# To be done
Reproduce the rows from the line containing "Keypoint rule: one marker on every instance of the brown" through the end of the rows, changing "marker" to "dot" and leaving everything else untouched.

───── Supplied data

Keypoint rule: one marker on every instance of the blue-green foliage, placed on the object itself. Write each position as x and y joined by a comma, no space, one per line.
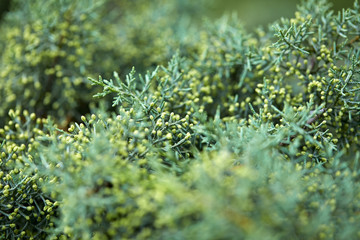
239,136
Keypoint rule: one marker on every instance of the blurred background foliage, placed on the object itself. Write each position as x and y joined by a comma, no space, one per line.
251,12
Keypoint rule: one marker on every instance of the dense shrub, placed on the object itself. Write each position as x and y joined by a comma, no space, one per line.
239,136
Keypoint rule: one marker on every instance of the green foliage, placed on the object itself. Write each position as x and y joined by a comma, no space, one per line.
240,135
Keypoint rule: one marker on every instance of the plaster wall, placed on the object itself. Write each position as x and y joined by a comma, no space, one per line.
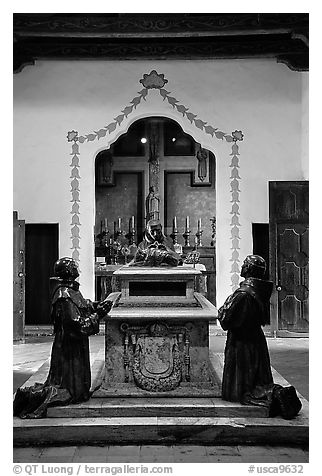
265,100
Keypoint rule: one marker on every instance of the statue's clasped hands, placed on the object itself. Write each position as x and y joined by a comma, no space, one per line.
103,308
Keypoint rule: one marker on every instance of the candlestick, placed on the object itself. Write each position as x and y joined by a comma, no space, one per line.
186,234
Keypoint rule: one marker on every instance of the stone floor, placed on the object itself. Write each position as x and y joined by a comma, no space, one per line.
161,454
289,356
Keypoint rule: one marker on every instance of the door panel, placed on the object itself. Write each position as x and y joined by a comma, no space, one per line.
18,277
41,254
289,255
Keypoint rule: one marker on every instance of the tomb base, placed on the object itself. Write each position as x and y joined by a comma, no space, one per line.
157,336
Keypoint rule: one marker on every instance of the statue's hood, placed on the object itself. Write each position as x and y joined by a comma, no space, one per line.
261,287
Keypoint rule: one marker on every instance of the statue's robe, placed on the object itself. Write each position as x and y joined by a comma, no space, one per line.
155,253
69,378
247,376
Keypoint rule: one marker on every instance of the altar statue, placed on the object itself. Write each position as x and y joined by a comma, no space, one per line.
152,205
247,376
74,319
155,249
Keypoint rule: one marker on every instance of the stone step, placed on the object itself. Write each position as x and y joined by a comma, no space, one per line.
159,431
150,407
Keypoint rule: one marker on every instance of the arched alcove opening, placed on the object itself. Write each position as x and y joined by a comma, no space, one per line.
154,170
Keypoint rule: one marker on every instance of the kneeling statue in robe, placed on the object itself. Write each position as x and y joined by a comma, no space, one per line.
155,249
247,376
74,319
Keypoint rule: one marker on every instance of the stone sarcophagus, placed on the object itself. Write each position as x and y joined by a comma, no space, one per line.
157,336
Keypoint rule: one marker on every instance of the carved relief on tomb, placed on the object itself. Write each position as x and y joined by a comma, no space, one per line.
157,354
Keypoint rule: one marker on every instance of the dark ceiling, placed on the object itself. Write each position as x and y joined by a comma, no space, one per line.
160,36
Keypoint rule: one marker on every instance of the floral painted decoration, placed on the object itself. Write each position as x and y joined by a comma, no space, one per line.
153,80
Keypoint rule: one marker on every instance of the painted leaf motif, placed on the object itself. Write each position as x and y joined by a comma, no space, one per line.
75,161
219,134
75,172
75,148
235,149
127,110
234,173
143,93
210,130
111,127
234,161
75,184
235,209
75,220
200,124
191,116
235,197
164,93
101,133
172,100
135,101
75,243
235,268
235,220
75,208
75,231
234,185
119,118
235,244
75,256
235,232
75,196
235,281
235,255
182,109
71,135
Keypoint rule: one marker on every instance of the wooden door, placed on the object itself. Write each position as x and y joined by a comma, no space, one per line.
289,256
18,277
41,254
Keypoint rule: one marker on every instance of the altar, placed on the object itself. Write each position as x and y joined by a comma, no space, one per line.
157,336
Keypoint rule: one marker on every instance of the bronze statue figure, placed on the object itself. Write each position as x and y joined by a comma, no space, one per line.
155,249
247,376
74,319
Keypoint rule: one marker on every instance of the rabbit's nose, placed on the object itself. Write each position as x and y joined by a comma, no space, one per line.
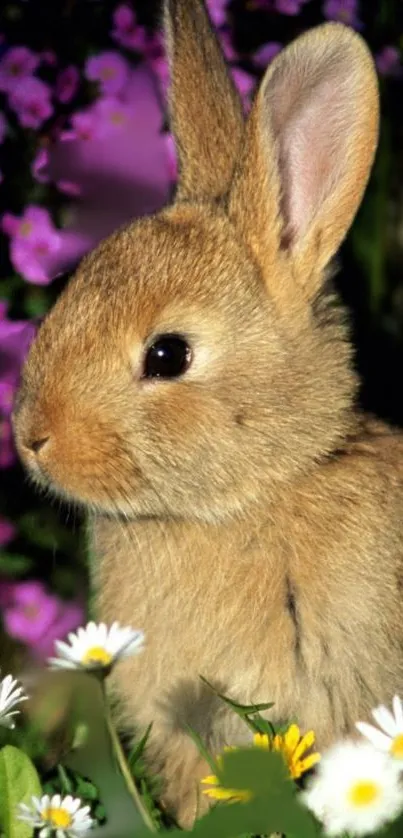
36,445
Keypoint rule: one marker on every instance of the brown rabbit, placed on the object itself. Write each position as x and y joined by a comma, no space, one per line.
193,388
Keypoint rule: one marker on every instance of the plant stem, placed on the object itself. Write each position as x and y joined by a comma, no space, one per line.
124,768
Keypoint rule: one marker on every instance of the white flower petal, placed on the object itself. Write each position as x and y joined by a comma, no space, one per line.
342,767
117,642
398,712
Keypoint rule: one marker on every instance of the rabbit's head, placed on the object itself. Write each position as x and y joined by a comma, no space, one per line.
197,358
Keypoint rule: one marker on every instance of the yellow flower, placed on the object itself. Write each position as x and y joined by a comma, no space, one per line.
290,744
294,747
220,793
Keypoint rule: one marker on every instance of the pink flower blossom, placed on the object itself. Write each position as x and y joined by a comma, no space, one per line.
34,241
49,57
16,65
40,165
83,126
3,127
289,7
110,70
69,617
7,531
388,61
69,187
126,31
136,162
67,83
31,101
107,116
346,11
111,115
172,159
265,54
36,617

──────────

# Solution for this problem
Keypoint rule: one dot on every instance of the brown rabbit, placed on the object itself. Write each position as x and y joined by a comma, no space, one per line.
193,388
Keypoint rule: one dot on every instance of the plant stem, placed on the object itself. Write each position as x and y joined by a comma, no space, one per line.
124,768
Keypoint rule: one dot on every instance of the white flower petal, placed on the object itself. Write each position as x and y joined by a comma, no space, one per line.
342,767
117,642
398,712
Keypoint rule: one dot on every instance of the rabbit's head, placed on the object itself. Write each position as x and y joined by a comma, no space, one per line.
197,358
Keypoint rule: one dot on every instance of the yellow flower, placed on the object itself. Write each position as x and y joined by a comma, no space, one per line.
290,744
294,747
220,793
Keypoint rule: one dot on every instance of the pink flower blossom, placed on the object itself. Write each position as x and y joined by a comma, no space, one per line.
34,241
49,57
16,65
40,165
83,126
3,127
289,7
110,70
69,617
7,531
388,61
69,187
126,31
136,162
67,83
31,101
107,116
346,11
111,115
172,159
265,54
36,617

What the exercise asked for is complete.